Top of EXTRACTED DATA
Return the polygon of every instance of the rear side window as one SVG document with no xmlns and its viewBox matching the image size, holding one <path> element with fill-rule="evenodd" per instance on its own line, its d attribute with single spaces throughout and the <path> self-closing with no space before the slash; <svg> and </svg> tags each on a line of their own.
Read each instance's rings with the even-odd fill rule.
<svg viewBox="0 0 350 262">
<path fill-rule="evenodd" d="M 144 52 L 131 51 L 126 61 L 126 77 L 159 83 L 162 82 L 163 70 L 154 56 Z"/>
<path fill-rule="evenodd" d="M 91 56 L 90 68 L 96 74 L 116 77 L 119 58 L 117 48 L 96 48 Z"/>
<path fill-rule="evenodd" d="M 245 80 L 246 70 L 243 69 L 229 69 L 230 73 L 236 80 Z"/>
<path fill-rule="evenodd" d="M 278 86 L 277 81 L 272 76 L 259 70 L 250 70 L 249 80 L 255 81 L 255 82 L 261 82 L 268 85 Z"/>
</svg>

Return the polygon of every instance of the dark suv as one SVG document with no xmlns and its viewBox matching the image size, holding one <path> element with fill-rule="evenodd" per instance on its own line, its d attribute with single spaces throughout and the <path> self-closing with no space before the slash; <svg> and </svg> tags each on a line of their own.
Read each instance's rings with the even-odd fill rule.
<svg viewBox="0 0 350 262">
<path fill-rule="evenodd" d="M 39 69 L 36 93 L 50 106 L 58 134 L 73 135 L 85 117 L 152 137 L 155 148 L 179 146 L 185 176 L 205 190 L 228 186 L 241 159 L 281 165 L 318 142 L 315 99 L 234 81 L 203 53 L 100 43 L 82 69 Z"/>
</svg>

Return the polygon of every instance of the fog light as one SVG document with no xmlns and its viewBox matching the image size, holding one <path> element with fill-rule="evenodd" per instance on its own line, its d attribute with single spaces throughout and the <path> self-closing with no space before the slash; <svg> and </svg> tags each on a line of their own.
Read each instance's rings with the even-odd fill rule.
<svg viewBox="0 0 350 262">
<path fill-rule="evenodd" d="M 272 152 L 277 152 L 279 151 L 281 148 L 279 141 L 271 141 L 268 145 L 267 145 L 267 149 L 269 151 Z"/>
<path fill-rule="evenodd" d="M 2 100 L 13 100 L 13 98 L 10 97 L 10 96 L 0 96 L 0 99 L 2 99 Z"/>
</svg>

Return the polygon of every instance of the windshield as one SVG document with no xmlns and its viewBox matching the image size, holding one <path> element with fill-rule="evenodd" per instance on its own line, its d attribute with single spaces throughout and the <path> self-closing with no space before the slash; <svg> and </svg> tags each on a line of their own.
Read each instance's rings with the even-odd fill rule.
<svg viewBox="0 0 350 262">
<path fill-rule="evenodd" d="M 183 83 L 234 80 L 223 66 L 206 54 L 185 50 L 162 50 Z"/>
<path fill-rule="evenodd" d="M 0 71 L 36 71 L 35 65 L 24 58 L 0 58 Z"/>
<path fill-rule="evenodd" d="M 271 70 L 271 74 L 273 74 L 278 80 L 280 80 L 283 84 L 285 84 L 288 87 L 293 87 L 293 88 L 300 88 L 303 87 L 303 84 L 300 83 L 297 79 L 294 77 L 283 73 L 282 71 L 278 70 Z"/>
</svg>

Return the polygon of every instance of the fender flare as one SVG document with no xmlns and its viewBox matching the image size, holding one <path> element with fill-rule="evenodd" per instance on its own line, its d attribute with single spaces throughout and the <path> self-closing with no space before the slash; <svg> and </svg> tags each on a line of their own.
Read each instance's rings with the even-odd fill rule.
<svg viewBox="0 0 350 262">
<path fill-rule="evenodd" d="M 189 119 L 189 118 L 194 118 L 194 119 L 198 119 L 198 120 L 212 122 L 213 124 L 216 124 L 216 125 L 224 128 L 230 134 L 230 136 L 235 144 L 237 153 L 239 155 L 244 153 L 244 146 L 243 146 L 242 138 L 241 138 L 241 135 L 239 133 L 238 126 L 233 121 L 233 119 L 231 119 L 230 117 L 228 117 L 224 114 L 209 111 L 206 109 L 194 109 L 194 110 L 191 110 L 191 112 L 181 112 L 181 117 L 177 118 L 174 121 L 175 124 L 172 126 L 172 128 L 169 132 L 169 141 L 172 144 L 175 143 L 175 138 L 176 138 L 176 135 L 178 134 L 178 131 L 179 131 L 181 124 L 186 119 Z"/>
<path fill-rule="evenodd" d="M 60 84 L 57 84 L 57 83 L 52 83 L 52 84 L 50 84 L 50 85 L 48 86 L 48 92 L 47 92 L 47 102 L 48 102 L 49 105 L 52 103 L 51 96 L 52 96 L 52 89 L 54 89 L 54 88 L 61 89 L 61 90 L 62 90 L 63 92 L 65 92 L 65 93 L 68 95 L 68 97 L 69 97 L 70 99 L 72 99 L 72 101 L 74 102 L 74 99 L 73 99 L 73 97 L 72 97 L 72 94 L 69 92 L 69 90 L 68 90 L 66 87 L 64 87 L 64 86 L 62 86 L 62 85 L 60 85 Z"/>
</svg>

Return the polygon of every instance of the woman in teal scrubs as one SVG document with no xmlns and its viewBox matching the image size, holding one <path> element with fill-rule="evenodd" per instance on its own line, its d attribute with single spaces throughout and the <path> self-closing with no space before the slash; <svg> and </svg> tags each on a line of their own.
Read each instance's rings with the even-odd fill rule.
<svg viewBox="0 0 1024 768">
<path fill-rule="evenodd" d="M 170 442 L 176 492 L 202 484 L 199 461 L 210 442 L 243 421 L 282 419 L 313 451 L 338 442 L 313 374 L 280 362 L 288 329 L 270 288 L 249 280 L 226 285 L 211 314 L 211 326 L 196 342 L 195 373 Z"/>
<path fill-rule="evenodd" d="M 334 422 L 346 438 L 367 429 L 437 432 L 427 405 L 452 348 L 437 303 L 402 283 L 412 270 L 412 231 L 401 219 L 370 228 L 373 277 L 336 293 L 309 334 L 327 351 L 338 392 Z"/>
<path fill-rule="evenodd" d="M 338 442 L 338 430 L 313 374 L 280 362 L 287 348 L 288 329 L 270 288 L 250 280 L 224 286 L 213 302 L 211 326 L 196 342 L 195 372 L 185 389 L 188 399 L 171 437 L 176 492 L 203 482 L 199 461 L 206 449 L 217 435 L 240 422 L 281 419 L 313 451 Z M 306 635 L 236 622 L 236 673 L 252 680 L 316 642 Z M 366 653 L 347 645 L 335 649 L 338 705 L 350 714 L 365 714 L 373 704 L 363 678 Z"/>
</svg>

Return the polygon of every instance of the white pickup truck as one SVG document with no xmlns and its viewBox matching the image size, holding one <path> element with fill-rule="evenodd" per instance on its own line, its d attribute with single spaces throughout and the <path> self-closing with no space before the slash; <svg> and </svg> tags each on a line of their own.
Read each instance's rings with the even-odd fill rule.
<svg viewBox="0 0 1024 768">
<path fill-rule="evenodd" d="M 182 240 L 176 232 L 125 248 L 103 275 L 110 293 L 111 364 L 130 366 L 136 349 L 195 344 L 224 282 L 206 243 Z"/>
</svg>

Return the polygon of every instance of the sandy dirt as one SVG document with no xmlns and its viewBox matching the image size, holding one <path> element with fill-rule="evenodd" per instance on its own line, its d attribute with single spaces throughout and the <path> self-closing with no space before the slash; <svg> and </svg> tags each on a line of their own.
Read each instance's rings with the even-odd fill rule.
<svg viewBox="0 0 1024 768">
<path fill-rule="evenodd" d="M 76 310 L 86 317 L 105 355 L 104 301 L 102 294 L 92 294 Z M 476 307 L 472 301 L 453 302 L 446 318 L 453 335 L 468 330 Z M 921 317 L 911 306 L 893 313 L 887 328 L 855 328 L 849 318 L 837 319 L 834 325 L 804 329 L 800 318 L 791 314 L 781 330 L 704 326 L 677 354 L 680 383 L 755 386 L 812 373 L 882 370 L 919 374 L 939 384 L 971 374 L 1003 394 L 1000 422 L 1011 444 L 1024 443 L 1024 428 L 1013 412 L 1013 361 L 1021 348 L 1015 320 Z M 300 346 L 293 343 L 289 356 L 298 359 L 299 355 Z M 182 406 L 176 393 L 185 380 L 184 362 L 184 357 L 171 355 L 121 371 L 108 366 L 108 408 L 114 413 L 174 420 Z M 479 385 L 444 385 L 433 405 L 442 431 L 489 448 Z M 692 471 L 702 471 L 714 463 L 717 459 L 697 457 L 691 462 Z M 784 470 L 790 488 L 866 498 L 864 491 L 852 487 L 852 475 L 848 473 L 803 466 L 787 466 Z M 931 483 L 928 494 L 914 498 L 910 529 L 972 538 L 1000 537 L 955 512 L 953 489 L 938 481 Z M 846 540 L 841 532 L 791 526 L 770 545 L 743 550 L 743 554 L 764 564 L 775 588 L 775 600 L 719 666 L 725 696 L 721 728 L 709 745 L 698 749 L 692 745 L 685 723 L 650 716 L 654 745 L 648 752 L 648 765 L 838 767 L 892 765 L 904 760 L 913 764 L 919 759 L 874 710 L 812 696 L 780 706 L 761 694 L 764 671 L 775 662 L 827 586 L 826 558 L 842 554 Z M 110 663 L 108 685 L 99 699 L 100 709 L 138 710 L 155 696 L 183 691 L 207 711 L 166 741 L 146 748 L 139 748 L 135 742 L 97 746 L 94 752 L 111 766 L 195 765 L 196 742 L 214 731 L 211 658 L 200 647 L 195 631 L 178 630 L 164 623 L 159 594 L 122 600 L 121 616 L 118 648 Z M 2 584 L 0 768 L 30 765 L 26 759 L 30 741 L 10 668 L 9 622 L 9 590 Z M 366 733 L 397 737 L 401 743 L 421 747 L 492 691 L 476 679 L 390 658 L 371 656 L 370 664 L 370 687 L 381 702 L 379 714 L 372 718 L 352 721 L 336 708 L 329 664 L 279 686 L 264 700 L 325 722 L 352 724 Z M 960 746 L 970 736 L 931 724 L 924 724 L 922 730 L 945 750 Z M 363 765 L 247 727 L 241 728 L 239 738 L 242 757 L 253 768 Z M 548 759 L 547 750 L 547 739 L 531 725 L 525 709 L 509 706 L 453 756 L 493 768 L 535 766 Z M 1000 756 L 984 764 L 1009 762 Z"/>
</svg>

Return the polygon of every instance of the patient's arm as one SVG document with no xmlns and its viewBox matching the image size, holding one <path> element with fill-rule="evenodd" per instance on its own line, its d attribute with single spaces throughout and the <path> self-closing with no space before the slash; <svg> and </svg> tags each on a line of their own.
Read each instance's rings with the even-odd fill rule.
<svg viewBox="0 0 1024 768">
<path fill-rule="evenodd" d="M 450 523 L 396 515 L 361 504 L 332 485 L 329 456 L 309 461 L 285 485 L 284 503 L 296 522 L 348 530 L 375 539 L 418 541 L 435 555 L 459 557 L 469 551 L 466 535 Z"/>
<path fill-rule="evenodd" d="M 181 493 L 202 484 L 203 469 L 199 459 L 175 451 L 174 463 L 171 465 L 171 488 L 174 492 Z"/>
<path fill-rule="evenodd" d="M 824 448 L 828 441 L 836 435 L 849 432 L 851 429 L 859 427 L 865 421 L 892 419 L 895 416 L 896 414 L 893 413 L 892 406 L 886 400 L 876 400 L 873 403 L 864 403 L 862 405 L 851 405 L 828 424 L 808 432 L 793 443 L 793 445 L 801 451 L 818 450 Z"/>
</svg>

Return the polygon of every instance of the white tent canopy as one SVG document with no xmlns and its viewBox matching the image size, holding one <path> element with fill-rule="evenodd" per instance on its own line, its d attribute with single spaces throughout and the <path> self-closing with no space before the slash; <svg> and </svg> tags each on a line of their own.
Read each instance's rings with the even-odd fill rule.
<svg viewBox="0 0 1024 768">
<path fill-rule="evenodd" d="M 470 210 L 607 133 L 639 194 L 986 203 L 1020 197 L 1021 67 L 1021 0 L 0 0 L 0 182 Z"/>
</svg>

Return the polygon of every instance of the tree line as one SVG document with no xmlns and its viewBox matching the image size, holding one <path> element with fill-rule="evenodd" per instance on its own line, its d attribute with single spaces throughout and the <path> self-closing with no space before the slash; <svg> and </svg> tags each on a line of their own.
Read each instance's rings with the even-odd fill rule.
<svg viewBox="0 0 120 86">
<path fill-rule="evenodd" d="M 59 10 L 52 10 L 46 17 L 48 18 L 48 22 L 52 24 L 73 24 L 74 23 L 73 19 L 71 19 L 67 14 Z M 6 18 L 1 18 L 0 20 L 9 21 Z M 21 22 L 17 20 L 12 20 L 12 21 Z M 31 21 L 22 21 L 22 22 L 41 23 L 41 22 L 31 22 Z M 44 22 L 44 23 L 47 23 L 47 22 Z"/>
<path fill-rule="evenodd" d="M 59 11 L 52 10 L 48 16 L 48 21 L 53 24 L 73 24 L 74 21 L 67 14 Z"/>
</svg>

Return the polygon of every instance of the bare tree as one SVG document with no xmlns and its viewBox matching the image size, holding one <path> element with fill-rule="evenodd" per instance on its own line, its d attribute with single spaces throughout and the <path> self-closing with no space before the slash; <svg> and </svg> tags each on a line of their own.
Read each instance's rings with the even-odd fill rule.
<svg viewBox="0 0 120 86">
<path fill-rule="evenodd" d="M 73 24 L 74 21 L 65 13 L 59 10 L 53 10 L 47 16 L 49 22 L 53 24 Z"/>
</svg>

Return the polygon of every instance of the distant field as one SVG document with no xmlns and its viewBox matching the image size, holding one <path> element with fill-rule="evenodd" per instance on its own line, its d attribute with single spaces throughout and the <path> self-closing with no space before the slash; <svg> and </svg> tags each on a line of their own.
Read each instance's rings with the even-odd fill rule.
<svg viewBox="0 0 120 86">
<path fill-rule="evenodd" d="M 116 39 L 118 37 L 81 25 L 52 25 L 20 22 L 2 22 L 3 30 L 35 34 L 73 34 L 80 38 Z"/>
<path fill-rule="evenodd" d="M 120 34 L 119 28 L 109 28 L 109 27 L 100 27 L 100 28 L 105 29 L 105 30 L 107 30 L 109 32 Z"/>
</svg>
Bottom of EXTRACTED DATA
§ **ASSIGNMENT**
Each line in which the string "white" is found must be copied from the data.

§ **ANSWER TO THIS TASK**
Return the polygon of every instance of the white pickup truck as one SVG document with no xmlns and its viewBox matching the image size, holding one <path> element with fill-rule="evenodd" per instance on its own line, its d attribute with single spaces throughout and the <path> self-closing with no space before the slash; <svg> and </svg> tags each on a line of their own.
Return the polygon of every instance of the white tent canopy as one SVG document with no xmlns and its viewBox matching the image size, holding one <path> element with fill-rule="evenodd" per instance on its own line, its d attribute with single spaces throughout and the <path> self-closing with no space before the slash; <svg> and </svg> tags each on a line of their own.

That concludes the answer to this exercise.